● **TASK TO COMPLETE**: Could you copy the records from the start through the line containing "[[47, 262], [436, 223]]", both ends included, keeping the requests, but with every coordinate in the answers multiplied by 0.45 and rounded to a whole number, halves rounding up? Leave the numbers in the requests and their sample formats unchanged, and give only those lines.

● **RECORDS**:

#####

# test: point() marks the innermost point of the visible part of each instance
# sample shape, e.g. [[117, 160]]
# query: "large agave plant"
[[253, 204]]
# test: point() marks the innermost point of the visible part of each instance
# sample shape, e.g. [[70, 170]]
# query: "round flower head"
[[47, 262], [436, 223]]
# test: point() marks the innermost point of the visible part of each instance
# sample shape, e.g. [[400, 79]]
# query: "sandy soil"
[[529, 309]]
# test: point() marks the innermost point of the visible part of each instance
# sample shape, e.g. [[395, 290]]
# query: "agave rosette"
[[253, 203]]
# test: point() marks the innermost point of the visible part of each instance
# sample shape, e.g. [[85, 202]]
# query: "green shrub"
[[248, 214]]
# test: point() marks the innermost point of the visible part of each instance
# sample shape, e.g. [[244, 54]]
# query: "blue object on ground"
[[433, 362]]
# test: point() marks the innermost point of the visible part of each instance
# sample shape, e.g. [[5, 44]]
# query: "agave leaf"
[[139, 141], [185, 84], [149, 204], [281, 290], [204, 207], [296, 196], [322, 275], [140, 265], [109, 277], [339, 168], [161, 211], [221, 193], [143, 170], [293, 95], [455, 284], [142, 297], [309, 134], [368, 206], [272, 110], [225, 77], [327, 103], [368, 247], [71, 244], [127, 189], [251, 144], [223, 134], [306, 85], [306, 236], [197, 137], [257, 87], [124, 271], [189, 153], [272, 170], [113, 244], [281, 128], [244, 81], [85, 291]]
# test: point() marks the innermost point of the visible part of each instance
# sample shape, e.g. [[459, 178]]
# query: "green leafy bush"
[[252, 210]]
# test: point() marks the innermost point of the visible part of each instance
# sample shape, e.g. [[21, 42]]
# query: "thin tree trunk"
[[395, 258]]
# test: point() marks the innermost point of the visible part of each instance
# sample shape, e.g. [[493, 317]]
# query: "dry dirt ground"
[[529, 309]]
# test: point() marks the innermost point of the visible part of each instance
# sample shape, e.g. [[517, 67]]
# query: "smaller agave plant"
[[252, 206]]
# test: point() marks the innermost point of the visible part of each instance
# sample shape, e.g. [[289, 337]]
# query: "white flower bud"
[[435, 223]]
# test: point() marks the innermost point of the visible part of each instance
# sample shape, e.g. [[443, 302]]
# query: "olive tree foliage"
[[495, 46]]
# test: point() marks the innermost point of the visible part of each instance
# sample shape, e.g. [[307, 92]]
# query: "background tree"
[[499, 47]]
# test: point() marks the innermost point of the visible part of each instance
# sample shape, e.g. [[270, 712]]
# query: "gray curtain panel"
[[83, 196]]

#####

● **SOLUTION TO THE PROBLEM**:
# test: point() marks the innermost point of the visible part of each instance
# sample shape, e.g. [[117, 160]]
# query: "large agave plant"
[[114, 92]]
# test: point() marks the innermost point of the visible part of each instance
# sample shape, e.g. [[70, 170]]
# query: "round flower head"
[[21, 118], [196, 100]]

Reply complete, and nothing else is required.